## Written tasks
1 > In the passage on American history, can you repeat the text between "However akin to" and "and political power.", inclusive, switching "World War II" to "Second World War"?
2 > Can you return all of the records below, reproducing every line without any change?

Last year, American historian Walter Russell Mead identified the following traits of the current American and global discomfort: “ineffective politicians, frequent scandals, racial backsliding, polarized and irresponsible news media, populists spouting quack economic remedies, growing suspicion of elites and experts, frightening outbreaks of violence, major job losses, high-profile terrorist attacks, anti-immigrant agitation, declining social mobility, giant corporations dominating the economy, rising inequality, and the appearance of a new class of super-empowered billionaires in finance and technology-heavy industries.”

However akin to present-day conditions, he was actually describing the 35 years (1865-1901) after the American civil war, when the US emerged to become the major challenger to the British empire. It took another 45 years, at the end of the World War II, to realize Pax Americana, confirming the US as the dominant global military, economic and political power.

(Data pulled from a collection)
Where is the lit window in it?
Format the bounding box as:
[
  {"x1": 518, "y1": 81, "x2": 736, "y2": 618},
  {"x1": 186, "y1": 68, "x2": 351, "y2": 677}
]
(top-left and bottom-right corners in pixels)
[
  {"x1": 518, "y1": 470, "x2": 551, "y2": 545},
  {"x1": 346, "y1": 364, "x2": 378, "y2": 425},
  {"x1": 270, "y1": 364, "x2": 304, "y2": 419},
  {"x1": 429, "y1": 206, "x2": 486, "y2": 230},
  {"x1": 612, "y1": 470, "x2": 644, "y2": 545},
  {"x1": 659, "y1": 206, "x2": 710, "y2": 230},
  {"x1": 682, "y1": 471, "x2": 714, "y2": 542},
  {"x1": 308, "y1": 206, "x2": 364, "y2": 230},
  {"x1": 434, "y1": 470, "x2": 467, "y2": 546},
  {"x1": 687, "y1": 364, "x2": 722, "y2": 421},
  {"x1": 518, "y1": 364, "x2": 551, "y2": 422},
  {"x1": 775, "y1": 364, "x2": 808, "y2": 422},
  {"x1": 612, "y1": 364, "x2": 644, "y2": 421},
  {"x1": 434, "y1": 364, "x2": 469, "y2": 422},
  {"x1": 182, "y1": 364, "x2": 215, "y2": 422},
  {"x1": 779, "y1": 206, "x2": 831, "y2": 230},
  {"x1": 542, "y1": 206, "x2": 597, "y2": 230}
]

## Answers provided
1 >
However akin to present-day conditions, he was actually describing the 35 years (1865-1901) after the American civil war, when the US emerged to become the major challenger to the British empire. It took another 45 years, at the end of the Second World War, to realize Pax Americana, confirming the US as the dominant global military, economic and political power.

2 >
Where is the lit window in it?
Format the bounding box as:
[
  {"x1": 518, "y1": 81, "x2": 736, "y2": 618},
  {"x1": 186, "y1": 68, "x2": 351, "y2": 677}
]
(top-left and bottom-right corners in pixels)
[
  {"x1": 518, "y1": 470, "x2": 551, "y2": 545},
  {"x1": 346, "y1": 364, "x2": 378, "y2": 425},
  {"x1": 270, "y1": 364, "x2": 304, "y2": 419},
  {"x1": 429, "y1": 206, "x2": 486, "y2": 230},
  {"x1": 612, "y1": 470, "x2": 644, "y2": 545},
  {"x1": 659, "y1": 206, "x2": 710, "y2": 230},
  {"x1": 682, "y1": 471, "x2": 714, "y2": 542},
  {"x1": 308, "y1": 206, "x2": 364, "y2": 230},
  {"x1": 434, "y1": 470, "x2": 467, "y2": 546},
  {"x1": 687, "y1": 364, "x2": 722, "y2": 421},
  {"x1": 518, "y1": 364, "x2": 551, "y2": 422},
  {"x1": 775, "y1": 364, "x2": 808, "y2": 422},
  {"x1": 612, "y1": 364, "x2": 644, "y2": 421},
  {"x1": 434, "y1": 364, "x2": 469, "y2": 422},
  {"x1": 182, "y1": 364, "x2": 215, "y2": 422},
  {"x1": 779, "y1": 206, "x2": 831, "y2": 230},
  {"x1": 542, "y1": 206, "x2": 597, "y2": 230}
]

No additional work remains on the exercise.